1 Aterram sempre por esta altura Ninguém estranha, é verão. Há poucas “boas acções” tao previsíveis quanto a lista de livros “para ler nas férias” que nos é gratuitamente fornecida, todos os anos. Embirro um bocadinho talvez porque no meu caso não tenho mais predisposição para ler em Julho ou em Agosto (tenho-a sempre), nem mais tempo, por ser verão (com casas com mais gente que camas, ler é um número de circo).

Lembrei-me disto porque ando há um bom par de meses para recordar aqui algumas obras mas – ossos do ofício – só calhou agora. E é agora que deixo alguns livros sem estação: são livros de todas as estações. Escritos em português, o que me apraz fazer notar.

2 Quando aí pela vigésima ou trigésima página de um livro vou buscar o lápis, o gesto antecipa-me a possibilidade de uma “certeza” de que serei a ansiosa receptadora: a certeza do infindo prazer que será cavalgar, a passo, a trote, a galope ou mesmo á desfilada, sobre as palavras. A certeza dessa surpresa. E sob o ribombar desse trovão de emoções, há-de ficar a planar a última certeza: um livro é finito mas a sua memória ficará para sempre no tracejado do lápis avançando pelas páginas.

TAREFA A REALIZAR: Por favor, devolva o trecho da crónica sobre leitura que começa em "1 Aterram sempre" e acaba em "número de circo).", sem lhe mudar nada. O material que vem a seguir não tem qualquer ligação à crónica sobre leitura.

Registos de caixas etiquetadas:

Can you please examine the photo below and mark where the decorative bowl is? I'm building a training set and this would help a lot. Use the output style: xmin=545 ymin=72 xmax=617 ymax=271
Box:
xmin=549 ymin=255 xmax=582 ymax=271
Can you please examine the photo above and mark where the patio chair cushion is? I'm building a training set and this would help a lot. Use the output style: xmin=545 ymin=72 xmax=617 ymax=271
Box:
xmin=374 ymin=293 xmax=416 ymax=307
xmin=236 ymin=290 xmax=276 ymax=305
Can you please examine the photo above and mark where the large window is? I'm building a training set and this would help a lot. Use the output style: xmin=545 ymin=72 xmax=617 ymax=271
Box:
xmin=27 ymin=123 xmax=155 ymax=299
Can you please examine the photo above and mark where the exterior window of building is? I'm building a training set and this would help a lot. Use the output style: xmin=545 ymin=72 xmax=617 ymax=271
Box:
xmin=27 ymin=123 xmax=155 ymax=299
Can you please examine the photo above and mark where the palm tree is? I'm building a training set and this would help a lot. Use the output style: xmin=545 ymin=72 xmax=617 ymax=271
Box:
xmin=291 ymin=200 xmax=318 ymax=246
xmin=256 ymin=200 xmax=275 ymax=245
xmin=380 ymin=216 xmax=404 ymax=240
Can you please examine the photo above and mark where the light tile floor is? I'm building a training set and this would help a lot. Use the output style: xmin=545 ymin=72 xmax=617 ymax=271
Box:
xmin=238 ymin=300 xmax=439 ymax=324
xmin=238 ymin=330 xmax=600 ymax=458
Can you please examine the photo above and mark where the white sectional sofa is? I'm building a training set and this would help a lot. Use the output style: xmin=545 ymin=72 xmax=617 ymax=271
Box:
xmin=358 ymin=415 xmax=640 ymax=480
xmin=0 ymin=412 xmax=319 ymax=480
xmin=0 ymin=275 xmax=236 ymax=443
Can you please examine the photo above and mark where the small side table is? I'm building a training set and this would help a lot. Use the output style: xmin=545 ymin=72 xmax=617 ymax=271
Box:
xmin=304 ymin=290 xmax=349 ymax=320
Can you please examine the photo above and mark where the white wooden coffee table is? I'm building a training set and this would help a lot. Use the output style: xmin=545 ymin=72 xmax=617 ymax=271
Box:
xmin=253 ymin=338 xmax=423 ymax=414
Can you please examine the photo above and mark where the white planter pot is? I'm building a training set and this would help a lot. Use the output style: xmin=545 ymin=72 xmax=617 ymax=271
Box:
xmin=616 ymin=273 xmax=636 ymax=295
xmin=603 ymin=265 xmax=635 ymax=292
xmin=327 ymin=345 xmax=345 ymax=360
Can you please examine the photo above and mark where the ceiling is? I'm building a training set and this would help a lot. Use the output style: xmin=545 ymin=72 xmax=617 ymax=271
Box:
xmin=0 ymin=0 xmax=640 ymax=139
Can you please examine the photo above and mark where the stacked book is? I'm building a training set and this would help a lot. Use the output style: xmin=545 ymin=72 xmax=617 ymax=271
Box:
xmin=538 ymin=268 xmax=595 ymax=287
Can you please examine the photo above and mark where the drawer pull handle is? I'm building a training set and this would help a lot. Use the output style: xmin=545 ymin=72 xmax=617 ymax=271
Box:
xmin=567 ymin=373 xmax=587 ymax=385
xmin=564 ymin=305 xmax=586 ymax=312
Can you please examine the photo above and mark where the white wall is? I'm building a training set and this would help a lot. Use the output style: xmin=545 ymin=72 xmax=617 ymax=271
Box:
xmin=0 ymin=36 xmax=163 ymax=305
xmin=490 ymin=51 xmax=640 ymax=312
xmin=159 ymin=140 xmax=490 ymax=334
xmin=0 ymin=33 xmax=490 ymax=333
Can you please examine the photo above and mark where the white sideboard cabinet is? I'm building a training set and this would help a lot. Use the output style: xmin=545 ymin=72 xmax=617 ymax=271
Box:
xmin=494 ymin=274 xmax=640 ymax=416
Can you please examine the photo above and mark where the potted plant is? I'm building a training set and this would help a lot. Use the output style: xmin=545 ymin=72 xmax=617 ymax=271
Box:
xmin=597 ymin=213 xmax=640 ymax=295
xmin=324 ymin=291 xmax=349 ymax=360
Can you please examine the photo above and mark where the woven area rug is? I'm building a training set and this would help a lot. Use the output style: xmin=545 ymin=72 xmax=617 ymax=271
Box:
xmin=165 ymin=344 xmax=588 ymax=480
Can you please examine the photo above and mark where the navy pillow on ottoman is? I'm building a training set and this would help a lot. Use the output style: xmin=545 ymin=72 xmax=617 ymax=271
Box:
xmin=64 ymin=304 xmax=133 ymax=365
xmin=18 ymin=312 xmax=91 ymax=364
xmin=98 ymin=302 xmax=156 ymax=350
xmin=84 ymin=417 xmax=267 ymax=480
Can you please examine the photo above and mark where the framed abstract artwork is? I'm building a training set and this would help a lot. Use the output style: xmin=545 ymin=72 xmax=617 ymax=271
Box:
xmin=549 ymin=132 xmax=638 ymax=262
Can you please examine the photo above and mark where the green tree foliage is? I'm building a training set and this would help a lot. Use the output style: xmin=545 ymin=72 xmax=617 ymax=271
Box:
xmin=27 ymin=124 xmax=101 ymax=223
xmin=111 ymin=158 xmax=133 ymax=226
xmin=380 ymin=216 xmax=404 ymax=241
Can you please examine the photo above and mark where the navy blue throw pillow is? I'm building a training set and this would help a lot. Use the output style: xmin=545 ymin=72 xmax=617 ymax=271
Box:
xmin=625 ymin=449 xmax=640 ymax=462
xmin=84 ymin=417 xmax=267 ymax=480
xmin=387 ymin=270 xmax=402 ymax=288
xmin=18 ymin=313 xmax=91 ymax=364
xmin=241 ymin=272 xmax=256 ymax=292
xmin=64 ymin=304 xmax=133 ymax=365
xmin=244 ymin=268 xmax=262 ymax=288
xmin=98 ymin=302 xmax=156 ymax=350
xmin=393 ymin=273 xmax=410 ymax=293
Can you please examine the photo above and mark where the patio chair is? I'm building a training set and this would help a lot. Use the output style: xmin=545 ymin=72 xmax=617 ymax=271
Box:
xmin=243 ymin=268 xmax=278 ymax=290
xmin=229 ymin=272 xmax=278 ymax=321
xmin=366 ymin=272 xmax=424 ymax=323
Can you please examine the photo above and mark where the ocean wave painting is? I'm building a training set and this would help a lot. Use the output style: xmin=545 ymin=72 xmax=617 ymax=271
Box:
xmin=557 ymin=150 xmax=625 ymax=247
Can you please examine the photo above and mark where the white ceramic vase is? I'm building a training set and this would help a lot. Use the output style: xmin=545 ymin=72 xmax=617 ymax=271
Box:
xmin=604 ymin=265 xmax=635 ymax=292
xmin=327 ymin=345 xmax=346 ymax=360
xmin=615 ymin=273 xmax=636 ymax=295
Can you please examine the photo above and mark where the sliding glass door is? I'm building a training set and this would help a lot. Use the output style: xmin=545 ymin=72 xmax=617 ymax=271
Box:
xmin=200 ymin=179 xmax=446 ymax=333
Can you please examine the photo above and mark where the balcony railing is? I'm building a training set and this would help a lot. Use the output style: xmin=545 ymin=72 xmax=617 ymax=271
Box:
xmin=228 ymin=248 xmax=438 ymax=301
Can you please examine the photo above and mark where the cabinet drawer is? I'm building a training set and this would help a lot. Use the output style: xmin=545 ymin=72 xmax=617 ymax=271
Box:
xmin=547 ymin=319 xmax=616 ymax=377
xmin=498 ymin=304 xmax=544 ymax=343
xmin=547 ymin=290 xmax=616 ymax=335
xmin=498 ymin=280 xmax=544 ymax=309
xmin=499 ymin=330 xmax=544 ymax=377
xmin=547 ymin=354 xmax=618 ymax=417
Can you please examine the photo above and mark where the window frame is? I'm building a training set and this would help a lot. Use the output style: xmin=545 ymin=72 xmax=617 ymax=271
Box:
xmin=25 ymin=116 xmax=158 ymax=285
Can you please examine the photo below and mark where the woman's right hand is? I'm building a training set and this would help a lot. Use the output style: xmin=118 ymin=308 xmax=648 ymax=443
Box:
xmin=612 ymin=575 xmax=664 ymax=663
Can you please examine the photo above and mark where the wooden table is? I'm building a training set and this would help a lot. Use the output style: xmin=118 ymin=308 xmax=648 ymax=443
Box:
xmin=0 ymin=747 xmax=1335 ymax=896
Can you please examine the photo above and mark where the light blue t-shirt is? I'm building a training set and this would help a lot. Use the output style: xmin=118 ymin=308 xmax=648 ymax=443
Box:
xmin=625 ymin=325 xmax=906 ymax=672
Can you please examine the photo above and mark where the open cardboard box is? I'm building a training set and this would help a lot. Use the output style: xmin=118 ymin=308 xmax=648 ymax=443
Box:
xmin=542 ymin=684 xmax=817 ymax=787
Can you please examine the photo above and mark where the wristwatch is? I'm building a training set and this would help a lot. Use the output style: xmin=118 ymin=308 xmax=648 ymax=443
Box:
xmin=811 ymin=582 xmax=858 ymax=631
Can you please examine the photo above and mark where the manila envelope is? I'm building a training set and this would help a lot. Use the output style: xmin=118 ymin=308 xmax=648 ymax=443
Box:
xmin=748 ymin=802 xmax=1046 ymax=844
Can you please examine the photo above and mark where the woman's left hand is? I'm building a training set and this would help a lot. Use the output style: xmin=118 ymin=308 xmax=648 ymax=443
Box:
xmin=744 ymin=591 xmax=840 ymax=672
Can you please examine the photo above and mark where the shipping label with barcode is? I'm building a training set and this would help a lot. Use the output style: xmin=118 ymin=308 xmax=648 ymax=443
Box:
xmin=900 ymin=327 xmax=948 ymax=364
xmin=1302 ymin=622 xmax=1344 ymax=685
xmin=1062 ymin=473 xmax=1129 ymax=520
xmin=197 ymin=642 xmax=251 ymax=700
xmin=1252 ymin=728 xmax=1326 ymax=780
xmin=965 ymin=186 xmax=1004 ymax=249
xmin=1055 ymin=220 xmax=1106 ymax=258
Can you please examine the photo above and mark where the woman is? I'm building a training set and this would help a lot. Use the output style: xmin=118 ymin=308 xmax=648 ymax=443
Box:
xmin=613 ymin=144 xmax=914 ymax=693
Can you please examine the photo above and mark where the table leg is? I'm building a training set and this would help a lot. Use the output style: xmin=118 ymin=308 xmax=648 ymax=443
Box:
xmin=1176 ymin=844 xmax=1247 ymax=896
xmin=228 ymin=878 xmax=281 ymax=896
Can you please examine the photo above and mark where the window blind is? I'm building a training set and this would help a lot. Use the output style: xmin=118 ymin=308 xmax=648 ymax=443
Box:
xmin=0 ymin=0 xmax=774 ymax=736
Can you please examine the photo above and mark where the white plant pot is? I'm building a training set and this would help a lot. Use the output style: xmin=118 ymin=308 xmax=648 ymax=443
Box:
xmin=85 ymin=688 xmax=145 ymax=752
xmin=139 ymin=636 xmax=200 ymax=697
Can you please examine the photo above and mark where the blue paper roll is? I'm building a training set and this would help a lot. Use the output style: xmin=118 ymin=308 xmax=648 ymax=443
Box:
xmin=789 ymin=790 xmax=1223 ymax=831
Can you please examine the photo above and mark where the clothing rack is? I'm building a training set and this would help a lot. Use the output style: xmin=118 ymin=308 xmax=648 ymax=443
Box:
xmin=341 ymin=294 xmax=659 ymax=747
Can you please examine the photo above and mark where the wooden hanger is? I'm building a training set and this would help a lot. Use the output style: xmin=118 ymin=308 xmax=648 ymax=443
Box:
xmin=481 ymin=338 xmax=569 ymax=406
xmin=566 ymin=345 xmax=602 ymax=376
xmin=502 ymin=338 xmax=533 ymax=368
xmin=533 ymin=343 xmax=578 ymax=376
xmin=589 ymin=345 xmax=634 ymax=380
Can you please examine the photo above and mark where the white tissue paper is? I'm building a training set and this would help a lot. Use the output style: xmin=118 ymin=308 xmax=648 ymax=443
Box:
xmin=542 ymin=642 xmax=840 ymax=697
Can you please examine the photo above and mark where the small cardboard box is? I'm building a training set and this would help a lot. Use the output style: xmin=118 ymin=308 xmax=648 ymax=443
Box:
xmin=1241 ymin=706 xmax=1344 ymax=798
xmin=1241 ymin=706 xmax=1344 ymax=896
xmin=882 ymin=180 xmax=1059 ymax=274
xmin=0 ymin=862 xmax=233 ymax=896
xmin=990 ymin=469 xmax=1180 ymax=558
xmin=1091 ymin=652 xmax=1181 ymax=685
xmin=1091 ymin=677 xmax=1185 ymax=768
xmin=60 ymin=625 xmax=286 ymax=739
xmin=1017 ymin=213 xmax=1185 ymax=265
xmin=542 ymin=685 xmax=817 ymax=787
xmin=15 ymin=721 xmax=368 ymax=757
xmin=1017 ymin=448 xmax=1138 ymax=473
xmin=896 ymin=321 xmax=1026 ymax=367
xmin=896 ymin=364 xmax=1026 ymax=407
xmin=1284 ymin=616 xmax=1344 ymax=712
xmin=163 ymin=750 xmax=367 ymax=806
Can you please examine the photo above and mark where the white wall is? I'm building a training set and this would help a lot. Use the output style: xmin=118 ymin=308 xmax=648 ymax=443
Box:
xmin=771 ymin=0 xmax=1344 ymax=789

RESOLUÇÃO:
1 Aterram sempre por esta altura Ninguém estranha, é verão. Há poucas “boas acções” tao previsíveis quanto a lista de livros “para ler nas férias” que nos é gratuitamente fornecida, todos os anos. Embirro um bocadinho talvez porque no meu caso não tenho mais predisposição para ler em Julho ou em Agosto (tenho-a sempre), nem mais tempo, por ser verão (com casas com mais gente que camas, ler é um número de circo).